_Aim_
Arrange every line of the material below as a Markdown table with two columns, Row and Material line, numbering the rows in order and skipping blank lines. Leave the pictures out of the table.

_Data entries_

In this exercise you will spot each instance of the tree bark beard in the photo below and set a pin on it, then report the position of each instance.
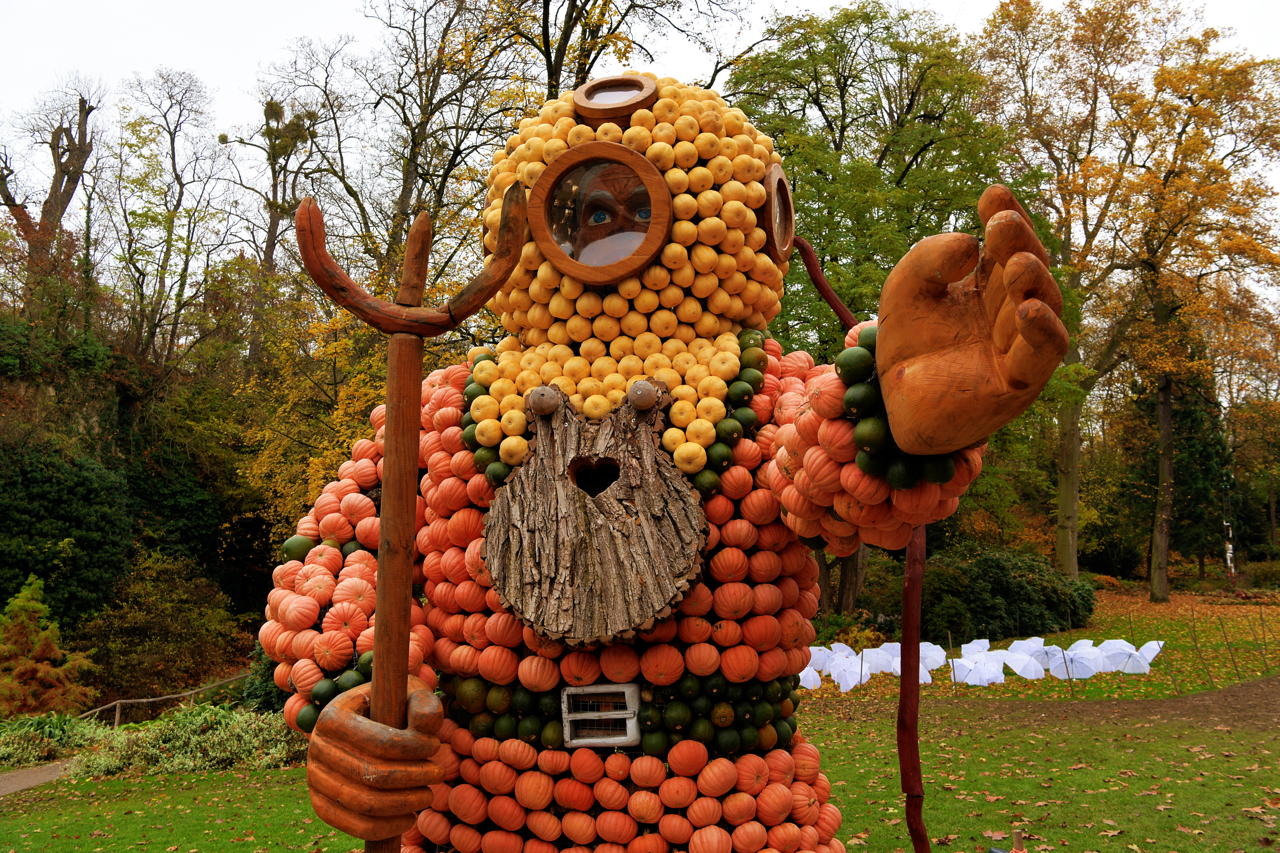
(597, 536)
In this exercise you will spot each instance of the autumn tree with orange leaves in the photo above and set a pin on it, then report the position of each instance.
(1152, 141)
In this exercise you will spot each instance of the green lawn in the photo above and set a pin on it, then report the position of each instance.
(1174, 767)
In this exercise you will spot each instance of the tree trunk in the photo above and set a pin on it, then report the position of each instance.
(1159, 568)
(853, 575)
(823, 580)
(1066, 548)
(1271, 512)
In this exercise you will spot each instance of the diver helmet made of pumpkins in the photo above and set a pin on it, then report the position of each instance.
(659, 224)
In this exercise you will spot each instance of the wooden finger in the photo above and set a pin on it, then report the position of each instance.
(343, 720)
(417, 254)
(1027, 278)
(364, 826)
(1037, 350)
(936, 261)
(1009, 233)
(999, 197)
(383, 774)
(361, 799)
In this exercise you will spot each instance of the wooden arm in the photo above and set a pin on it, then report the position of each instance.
(819, 281)
(407, 316)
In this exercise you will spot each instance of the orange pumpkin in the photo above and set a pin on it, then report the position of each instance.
(828, 822)
(497, 778)
(507, 813)
(740, 664)
(580, 669)
(648, 771)
(465, 660)
(728, 564)
(497, 664)
(469, 803)
(579, 828)
(739, 808)
(759, 506)
(804, 803)
(702, 658)
(333, 651)
(433, 825)
(662, 665)
(538, 674)
(572, 794)
(753, 774)
(677, 792)
(709, 839)
(726, 633)
(739, 533)
(611, 794)
(675, 829)
(694, 629)
(762, 633)
(280, 675)
(773, 804)
(645, 807)
(807, 762)
(749, 838)
(465, 839)
(785, 838)
(544, 825)
(617, 766)
(586, 766)
(305, 675)
(698, 601)
(703, 811)
(553, 761)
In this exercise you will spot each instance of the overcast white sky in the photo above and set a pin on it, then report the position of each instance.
(228, 42)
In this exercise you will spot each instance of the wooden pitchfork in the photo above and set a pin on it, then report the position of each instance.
(407, 323)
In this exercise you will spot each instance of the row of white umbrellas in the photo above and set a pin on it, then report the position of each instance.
(978, 664)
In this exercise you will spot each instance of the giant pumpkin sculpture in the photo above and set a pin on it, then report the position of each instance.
(618, 502)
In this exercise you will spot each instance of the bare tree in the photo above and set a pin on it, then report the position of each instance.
(165, 192)
(571, 36)
(410, 127)
(65, 131)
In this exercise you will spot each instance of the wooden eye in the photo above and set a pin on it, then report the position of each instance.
(780, 219)
(599, 213)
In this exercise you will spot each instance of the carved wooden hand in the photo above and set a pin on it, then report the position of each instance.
(368, 779)
(968, 336)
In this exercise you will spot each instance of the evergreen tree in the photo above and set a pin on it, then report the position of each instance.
(36, 675)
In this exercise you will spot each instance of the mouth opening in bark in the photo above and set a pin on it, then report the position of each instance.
(593, 475)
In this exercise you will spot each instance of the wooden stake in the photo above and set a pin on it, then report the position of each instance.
(407, 323)
(909, 694)
(1200, 653)
(1229, 648)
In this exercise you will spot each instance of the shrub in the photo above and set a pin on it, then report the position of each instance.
(195, 738)
(36, 739)
(981, 592)
(260, 692)
(36, 675)
(167, 630)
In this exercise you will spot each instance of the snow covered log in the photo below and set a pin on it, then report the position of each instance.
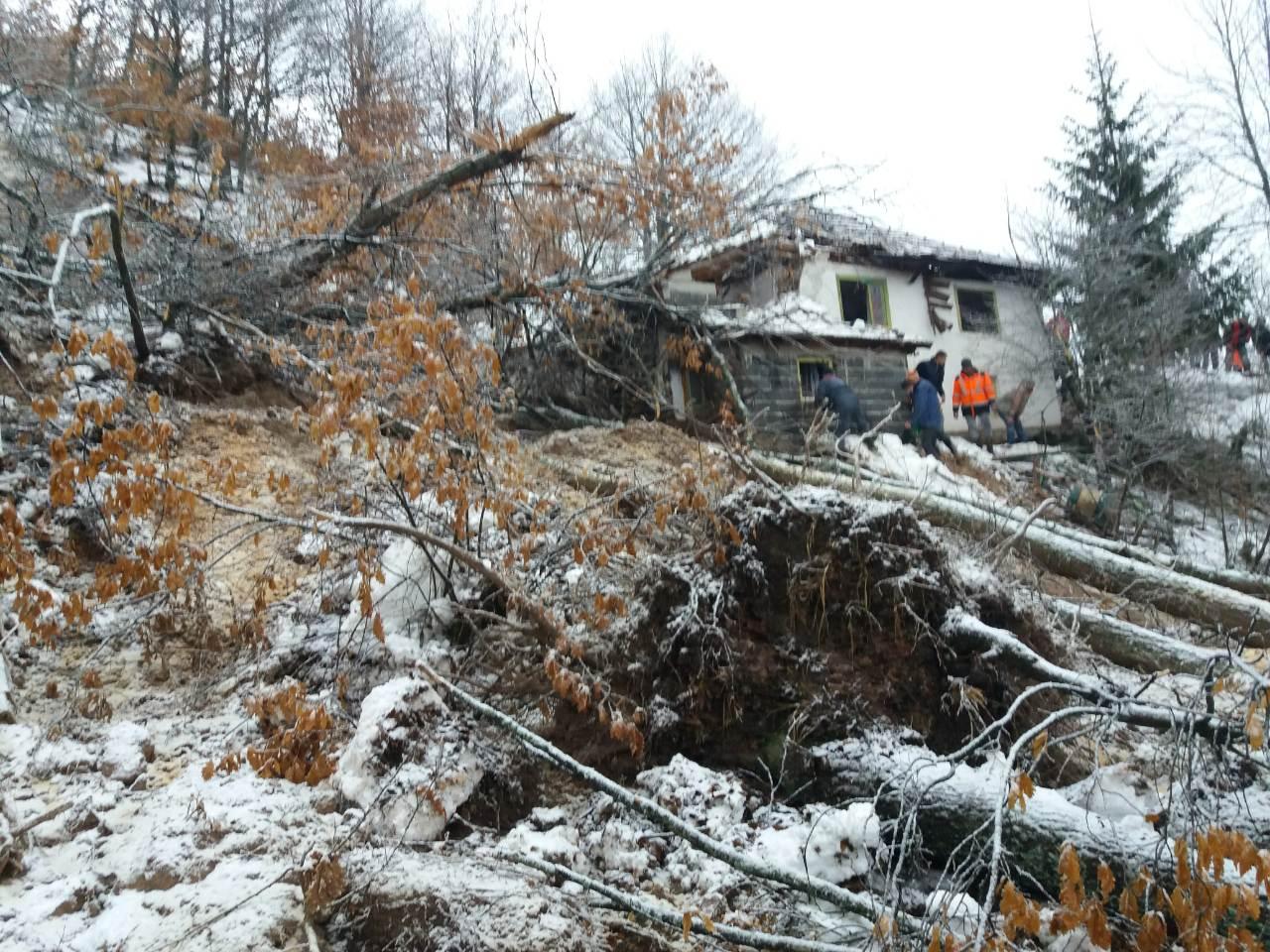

_Response to the exercise_
| Row | Material line |
|---|---|
| 1 | In this exercise you will spot each instance of the tree bark beard in the photo below and set a pin on it, then report the position of each instance. |
| 2 | (597, 536) |
| 3 | In this exercise you will spot each instance of the autumn tree with orange leaves in the photo above and set a pin on it, then report the position of each instance. |
| 4 | (1152, 141) |
| 5 | In this exercise you will spot each instance of the green lawn in the photo above and set a pin on it, then report the position of each instance. |
| 6 | (1174, 767) |
| 7 | In this exercise you will spot each instance of the tree trunk in the photo above and set a pin on it, then report the position of each instance. |
| 8 | (1159, 568) |
| 9 | (853, 575) |
| 10 | (823, 580) |
| 11 | (1066, 548) |
| 12 | (1271, 512) |
| 13 | In this exercise you will spot each instance of the diver helmet made of pumpkins in the photo above and set a pin on it, then report the position of each instance. |
| 14 | (659, 224) |
| 15 | In this exercise you will spot each instance of the wooden finger in the photo above and set a pin on it, then report the position of each instance. |
| 16 | (343, 720) |
| 17 | (417, 254) |
| 18 | (1027, 278) |
| 19 | (364, 826) |
| 20 | (1037, 350) |
| 21 | (936, 261) |
| 22 | (1009, 233) |
| 23 | (999, 197) |
| 24 | (383, 774) |
| 25 | (361, 799) |
| 26 | In this exercise you will spot each instance of the wooden arm in the photo above and set a pin on it, then report the position of each instance. |
| 27 | (819, 281) |
| 28 | (407, 316) |
| 29 | In this exercise you will spot each instance of the orange pumpkin in the photo above and set a pin on it, then report the position of each instance. |
| 30 | (828, 822) |
| 31 | (497, 778) |
| 32 | (507, 813) |
| 33 | (740, 664) |
| 34 | (580, 669) |
| 35 | (648, 771) |
| 36 | (465, 660) |
| 37 | (728, 564) |
| 38 | (497, 664) |
| 39 | (469, 803) |
| 40 | (579, 828) |
| 41 | (739, 808) |
| 42 | (759, 506) |
| 43 | (804, 803) |
| 44 | (702, 658) |
| 45 | (333, 651) |
| 46 | (433, 825) |
| 47 | (662, 665) |
| 48 | (538, 674) |
| 49 | (572, 794) |
| 50 | (753, 774) |
| 51 | (677, 792) |
| 52 | (709, 839) |
| 53 | (726, 633) |
| 54 | (739, 533) |
| 55 | (611, 794) |
| 56 | (675, 829) |
| 57 | (694, 629) |
| 58 | (762, 633) |
| 59 | (280, 675) |
| 60 | (773, 804) |
| 61 | (645, 807) |
| 62 | (807, 762) |
| 63 | (749, 838) |
| 64 | (465, 839) |
| 65 | (785, 838) |
| 66 | (544, 825) |
| 67 | (617, 766) |
| 68 | (586, 766) |
| 69 | (305, 675) |
| 70 | (698, 601) |
| 71 | (703, 811) |
| 72 | (553, 761) |
| 73 | In this exercise you will spot each instance of the overcast white sky in the photo above and set a pin on it, then report the position of each instance. |
| 74 | (228, 42) |
| 75 | In this exercise you will spot each instance of the wooden pitchfork in the photo above and set a pin on it, then report the position of each instance. |
| 76 | (407, 323) |
| 77 | In this exercise you will spot each instance of the row of white umbrellas in the photo above and set a pin on it, then report the position of each instance. |
| 78 | (978, 664) |
| 79 | In this exercise you will spot each instance of the giant pumpkin sculpture in the photo above and set a pin on it, then report the position of each instance. |
| 80 | (618, 502) |
| 81 | In this exercise you will spot each instance of the bare tree in the photo above and set a pin on it, then report the position of each instance. |
| 82 | (165, 192) |
| 83 | (571, 36) |
| 84 | (410, 127) |
| 85 | (65, 131) |
| 86 | In this exercise you will spot each instance of the wooden eye in the photo above and set a pin on it, then report the position of each instance. |
| 87 | (780, 219) |
| 88 | (599, 213) |
| 89 | In this exercise you will spot each instance of the carved wooden hand in the photo above and set a pin on it, then report the position of each instance. |
| 90 | (368, 779) |
| 91 | (968, 336) |
| 92 | In this exercise you will spot each instance of the evergreen tree in the photo above and set a pin on it, then report the position of each instance. |
| 93 | (36, 675) |
| 94 | In this exercise you will spot each instance of the mouth opening in bark in the photo above and set a pin on it, then report the position of each instance. |
| 95 | (593, 475) |
| 96 | In this exercise you will spot each instance of the wooden stake in the photo above and set a pin on it, then report the position of each instance. |
| 97 | (407, 323) |
| 98 | (909, 694) |
| 99 | (1200, 653) |
| 100 | (1229, 648) |
| 101 | In this exercise you will spot each instance of the shrub in the photo above and set a pin on it, then report the position of each instance. |
| 102 | (195, 738) |
| 103 | (36, 739) |
| 104 | (981, 592) |
| 105 | (260, 692) |
| 106 | (36, 675) |
| 107 | (167, 630) |
| 108 | In this exercise you will spot each instance of the snow covered log in the photo below and set a pin on it, then report the position of each instance. |